> **Problem statement**:
Write out all of the data exactly as it appears.

(Extracted entries)

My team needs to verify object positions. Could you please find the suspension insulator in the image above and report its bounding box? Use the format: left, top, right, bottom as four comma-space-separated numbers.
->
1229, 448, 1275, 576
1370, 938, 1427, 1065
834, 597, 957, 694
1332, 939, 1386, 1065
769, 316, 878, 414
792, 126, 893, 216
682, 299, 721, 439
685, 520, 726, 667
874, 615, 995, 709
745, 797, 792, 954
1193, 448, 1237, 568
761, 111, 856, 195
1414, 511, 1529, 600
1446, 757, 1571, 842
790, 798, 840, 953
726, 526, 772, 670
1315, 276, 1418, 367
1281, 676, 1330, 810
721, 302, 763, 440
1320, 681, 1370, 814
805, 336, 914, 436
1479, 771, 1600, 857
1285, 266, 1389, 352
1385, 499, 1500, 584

(End Extracted entries)

> **Task solution**:
My team needs to verify object positions. Could you please find the suspension insulator in the image above and report its bounding box? Use the format: left, top, right, bottom as four comma-space-separated numbers.
->
1229, 448, 1275, 576
1370, 938, 1427, 1065
834, 597, 957, 694
1332, 939, 1386, 1065
769, 316, 878, 414
792, 126, 893, 216
682, 299, 721, 439
685, 520, 726, 667
874, 615, 995, 709
745, 797, 792, 954
1193, 448, 1237, 568
761, 111, 856, 195
1414, 511, 1529, 600
1446, 757, 1571, 842
790, 798, 840, 953
726, 526, 772, 670
1315, 276, 1418, 367
1281, 676, 1330, 810
721, 302, 763, 440
1320, 681, 1370, 814
805, 336, 914, 436
1479, 771, 1600, 857
1285, 266, 1389, 352
1385, 499, 1500, 584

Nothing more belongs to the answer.